(READING TEXT Opens)

Operation Allied Force was a deadly experiment, the harbinger of what was soon to come — a blueprint for future devastating interventions in countries around the world

Events in Kosovo posed no discernible threat to the national security of any Nato member country, yet public opinion in the West was won on the basis of a sophisticated and highly effective web of lies — that Belgrade had not responded to the allies’ overtures and the attack would take place on “humanitarian” grounds, there being no alternative.

The day before the first bomb fell, prime minister Tony Blair told Parliament that Britain was ready to take military action “primarily to avert what would otherwise be a humanitarian disaster in Kosovo.” The military objective of weakening the army and so increasing its costs that it would be forced out of the province altogether, leaving it prey to Kosovan big business and its Western backers, was never mentioned.

The aggression was long-planned and nothing Belgrade did or did not do could have changed the mind of Nato’s generals.

(READING TEXT Closes)

### TASK DESCRIPTION
Transcribe the passage on Operation Allied Force from "Events in Kosovo" up to and including "being no alternative.".

(DATASET RECORDS Opens)

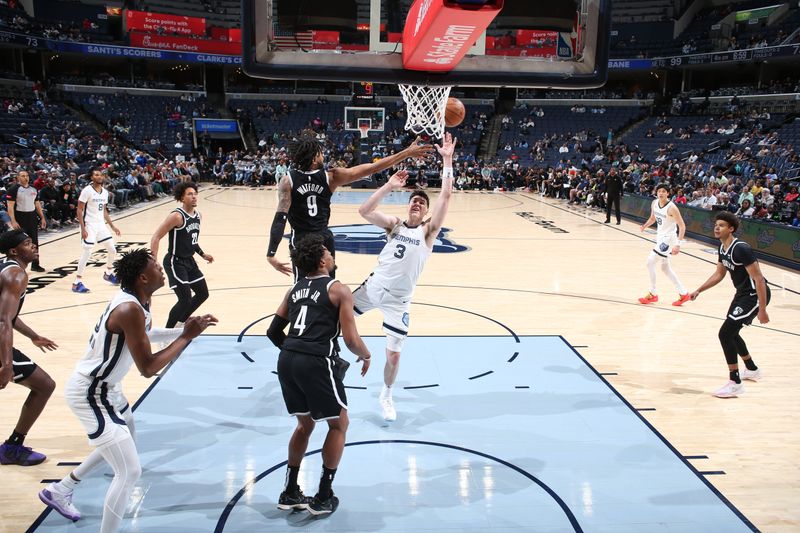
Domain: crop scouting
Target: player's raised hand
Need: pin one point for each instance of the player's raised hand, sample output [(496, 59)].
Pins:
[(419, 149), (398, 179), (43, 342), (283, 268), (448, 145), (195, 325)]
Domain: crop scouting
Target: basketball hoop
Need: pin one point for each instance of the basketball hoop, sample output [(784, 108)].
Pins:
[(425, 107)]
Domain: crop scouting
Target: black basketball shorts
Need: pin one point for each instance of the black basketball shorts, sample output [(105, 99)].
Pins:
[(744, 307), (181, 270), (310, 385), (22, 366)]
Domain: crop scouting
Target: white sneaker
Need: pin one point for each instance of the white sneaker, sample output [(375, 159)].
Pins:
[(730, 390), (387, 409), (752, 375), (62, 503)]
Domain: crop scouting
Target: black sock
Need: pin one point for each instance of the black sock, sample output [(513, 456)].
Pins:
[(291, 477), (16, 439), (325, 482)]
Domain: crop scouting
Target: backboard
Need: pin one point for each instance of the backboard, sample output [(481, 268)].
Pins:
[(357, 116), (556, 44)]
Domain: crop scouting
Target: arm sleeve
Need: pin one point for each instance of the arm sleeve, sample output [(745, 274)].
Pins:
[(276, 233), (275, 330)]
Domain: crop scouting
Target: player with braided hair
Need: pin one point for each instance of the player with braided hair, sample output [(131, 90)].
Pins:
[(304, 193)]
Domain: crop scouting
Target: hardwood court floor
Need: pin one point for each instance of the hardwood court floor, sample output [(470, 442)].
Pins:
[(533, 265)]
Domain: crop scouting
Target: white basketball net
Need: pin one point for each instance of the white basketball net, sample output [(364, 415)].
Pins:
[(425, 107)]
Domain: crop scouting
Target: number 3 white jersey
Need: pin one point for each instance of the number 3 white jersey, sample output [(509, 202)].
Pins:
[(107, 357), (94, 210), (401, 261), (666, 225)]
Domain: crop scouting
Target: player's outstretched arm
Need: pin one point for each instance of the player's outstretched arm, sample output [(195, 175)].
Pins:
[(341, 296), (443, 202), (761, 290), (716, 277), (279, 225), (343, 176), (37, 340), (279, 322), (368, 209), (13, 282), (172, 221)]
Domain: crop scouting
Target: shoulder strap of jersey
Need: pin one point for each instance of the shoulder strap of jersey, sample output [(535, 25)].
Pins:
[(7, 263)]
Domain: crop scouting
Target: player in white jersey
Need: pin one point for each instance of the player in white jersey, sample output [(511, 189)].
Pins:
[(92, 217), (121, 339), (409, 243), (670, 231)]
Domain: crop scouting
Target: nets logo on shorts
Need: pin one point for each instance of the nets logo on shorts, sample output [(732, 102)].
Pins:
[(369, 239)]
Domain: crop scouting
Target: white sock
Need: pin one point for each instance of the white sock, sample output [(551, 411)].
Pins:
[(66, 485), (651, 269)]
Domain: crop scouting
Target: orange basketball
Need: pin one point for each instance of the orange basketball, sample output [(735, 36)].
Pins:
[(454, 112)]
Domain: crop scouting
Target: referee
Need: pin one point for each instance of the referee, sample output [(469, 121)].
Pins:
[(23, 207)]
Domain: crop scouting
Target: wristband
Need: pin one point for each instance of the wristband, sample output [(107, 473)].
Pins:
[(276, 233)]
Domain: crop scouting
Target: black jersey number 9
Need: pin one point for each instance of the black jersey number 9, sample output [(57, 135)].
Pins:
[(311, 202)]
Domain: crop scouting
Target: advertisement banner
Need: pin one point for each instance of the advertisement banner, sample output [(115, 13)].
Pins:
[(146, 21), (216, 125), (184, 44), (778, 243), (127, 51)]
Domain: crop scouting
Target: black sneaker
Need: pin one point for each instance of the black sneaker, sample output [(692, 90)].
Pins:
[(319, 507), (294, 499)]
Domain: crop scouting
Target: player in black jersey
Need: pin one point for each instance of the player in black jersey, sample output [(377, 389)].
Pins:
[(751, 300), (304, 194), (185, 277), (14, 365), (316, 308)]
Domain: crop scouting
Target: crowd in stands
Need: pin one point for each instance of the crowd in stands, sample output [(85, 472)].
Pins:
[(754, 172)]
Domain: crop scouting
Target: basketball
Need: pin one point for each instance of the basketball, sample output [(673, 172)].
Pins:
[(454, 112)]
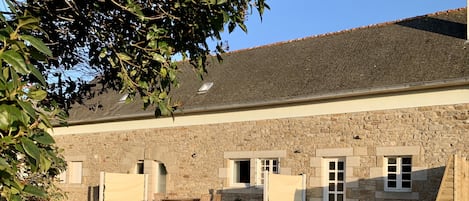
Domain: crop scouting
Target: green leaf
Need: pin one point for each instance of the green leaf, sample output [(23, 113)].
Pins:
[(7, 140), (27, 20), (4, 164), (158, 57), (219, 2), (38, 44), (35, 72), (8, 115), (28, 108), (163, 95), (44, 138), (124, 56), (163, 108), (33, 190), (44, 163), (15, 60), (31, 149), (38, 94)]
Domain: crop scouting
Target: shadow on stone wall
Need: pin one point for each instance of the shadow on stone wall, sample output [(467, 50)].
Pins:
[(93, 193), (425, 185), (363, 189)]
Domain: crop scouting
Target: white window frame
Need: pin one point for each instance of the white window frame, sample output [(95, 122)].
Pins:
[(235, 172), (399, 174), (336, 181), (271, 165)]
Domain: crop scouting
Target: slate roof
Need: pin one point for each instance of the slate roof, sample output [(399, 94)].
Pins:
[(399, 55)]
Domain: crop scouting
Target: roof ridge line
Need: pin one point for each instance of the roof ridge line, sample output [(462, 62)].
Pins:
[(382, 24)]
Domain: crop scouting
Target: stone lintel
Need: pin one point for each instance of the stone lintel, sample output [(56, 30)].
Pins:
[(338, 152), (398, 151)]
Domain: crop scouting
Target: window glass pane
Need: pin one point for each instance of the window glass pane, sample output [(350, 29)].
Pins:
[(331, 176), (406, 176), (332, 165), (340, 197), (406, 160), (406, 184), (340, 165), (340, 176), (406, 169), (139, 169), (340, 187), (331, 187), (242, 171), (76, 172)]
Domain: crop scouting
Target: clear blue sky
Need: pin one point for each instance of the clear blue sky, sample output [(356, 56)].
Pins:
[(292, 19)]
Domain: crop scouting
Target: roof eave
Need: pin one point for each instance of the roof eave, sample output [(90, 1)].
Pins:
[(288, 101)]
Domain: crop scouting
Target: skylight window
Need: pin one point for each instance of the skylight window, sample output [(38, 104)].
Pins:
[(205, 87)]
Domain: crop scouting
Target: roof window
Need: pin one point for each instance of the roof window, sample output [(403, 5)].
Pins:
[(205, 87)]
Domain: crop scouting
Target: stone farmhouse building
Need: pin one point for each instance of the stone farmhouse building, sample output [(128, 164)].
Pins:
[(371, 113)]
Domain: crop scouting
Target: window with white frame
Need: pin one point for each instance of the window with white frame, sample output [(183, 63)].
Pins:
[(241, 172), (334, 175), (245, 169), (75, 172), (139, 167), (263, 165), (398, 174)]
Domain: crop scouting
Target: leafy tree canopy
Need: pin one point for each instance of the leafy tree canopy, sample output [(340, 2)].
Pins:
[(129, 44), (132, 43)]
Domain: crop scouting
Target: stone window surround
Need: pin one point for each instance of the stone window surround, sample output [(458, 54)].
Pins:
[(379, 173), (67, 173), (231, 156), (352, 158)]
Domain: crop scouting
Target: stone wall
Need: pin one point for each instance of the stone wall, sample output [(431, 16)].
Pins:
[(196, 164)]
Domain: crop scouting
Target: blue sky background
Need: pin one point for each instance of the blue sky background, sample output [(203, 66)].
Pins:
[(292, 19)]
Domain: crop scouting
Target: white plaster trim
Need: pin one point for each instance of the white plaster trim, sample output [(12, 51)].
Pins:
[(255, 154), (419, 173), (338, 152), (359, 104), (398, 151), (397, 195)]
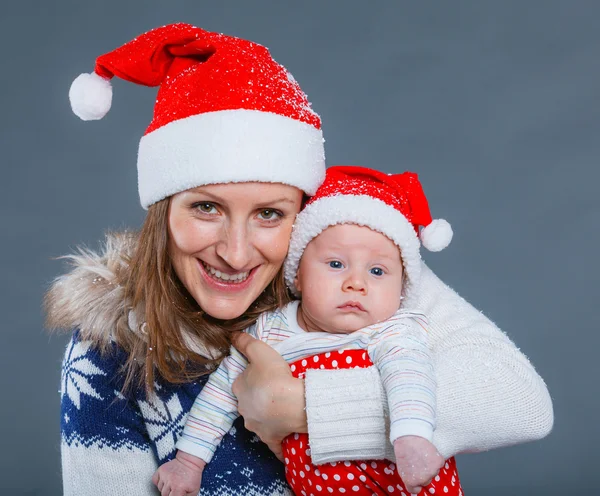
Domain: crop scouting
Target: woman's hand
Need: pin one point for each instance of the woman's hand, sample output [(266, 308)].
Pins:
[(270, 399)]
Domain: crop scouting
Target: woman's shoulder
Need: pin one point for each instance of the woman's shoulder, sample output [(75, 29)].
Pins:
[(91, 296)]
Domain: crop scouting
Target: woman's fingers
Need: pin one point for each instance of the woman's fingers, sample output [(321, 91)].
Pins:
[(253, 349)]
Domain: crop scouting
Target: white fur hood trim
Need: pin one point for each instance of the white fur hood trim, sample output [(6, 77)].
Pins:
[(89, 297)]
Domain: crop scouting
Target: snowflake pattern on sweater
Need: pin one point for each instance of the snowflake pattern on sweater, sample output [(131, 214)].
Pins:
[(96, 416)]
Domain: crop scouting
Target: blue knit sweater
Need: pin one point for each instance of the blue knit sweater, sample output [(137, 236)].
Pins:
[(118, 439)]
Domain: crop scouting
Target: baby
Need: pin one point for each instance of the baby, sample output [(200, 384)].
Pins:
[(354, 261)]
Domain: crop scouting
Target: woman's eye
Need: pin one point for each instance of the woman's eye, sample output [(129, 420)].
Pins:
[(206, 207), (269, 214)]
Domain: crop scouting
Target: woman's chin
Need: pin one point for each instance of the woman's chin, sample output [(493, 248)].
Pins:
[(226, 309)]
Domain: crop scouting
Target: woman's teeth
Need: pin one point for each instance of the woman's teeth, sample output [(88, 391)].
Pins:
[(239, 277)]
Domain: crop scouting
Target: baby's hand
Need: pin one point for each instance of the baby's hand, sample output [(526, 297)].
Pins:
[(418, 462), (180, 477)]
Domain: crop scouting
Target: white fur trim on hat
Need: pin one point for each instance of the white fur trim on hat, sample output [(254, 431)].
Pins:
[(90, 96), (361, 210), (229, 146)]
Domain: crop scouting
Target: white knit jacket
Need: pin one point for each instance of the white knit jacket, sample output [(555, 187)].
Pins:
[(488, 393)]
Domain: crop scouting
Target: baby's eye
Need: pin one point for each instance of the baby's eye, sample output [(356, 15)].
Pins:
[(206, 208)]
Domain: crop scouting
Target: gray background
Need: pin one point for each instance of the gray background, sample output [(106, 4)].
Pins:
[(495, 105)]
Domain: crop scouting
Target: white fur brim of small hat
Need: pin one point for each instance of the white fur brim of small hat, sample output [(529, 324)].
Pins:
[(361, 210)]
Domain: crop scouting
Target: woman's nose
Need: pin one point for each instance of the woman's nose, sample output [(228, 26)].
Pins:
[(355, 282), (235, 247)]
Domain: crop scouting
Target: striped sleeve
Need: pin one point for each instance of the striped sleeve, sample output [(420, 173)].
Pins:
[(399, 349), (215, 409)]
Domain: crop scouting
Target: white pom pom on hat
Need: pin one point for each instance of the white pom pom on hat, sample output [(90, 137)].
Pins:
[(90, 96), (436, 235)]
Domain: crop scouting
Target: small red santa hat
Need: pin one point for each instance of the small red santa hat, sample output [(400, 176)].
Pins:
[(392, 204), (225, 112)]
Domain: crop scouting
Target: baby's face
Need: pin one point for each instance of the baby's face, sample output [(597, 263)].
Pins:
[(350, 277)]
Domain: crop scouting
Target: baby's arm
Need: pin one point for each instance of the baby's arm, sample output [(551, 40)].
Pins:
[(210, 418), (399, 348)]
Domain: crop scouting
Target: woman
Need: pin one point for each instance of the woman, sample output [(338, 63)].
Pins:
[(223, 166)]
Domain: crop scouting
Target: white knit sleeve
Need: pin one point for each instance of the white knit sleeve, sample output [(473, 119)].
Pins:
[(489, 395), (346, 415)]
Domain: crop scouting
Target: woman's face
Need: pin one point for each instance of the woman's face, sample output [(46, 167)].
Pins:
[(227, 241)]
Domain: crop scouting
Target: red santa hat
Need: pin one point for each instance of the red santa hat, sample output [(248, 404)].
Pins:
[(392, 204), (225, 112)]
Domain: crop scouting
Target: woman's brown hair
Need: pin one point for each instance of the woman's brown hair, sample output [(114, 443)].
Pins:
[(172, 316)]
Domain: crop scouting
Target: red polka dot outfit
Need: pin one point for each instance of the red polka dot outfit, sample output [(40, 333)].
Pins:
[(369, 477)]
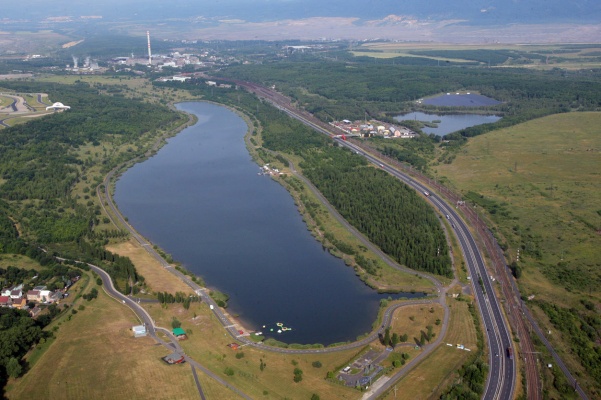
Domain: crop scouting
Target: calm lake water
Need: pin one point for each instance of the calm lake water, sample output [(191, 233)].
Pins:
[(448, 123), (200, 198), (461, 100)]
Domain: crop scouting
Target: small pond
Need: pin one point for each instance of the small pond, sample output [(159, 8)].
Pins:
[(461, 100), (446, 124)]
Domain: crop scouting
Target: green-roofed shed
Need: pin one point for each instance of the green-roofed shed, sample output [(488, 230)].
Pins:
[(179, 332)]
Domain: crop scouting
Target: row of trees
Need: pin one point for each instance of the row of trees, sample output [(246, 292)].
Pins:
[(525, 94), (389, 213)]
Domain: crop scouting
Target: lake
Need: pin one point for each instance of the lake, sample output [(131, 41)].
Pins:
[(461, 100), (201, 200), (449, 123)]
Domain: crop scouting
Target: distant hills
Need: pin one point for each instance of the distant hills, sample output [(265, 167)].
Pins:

(DATASET RECORDS Closes)

### YOUR RESPONSE
Events in Kosovo posed no discernible threat to the national security of any Nato member country, yet public opinion in the West was won on the basis of a sophisticated and highly effective web of lies — that Belgrade had not responded to the allies’ overtures and the attack would take place on “humanitarian” grounds, there being no alternative.